### Required work
- 1) According to the passage about hosting a blog on Amazon EC2, what was the hourly cost of the Micro instance?
- 2) Write out the portion of the passage about hosting a blog on Amazon EC2 between "Steal time is" and "serve other purposes.", inclusive.

### Passage to read
━━━━━━

Last week, I moved my blog to Amazon EC2 in order to have more control of it (blogged here). I chose a Micro instance running Ubuntu Linux because Micro is the least expensive (2 cents per hour) and from my previous experience hosting various websites and services on Micro instances, I felt it was more than adequate to support my blog.
To my surprise, the results were disappointing. I noticed that when accessing my blog, it would sometimes pause for several seconds before serving the requested page. I spent several hours trying to figure out what was going on. When I looked in the Apache logs, I realized that the CPU spiked when my blog was crawled by one of several search engine bots. When a full crawl wasn’t happening, my blog was lightning fast but when one of the search engine bots crawled my site, my blog was nearly unresponsive until the bot finished. Obviously this was not acceptable.
While running top, I quickly discovered that when my site was being crawled, the CPU would spike, but the spike was not the typical user or system CPU. It was showing up as 97%st “CPU steal time”. Here’s a screenshot:
During the first 5 to 10 seconds of the bot crawling my site, everything was super fast, but then things would come to a near halt.
Steal time is a metric that only has meaning in a virtualized computing environment. It represents the amount of CPU that is taken away from a virtual machine to serve other purposes.

━━━━━━

### Dataset excerpt
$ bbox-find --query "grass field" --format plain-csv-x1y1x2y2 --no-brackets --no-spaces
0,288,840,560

━━━━━━

### Solved tasks
- 1) 2 cents per hour.

- 2)
Steal time is a metric that only has meaning in a virtualized computing environment. It represents the amount of CPU that is taken away from a virtual machine to serve other purposes.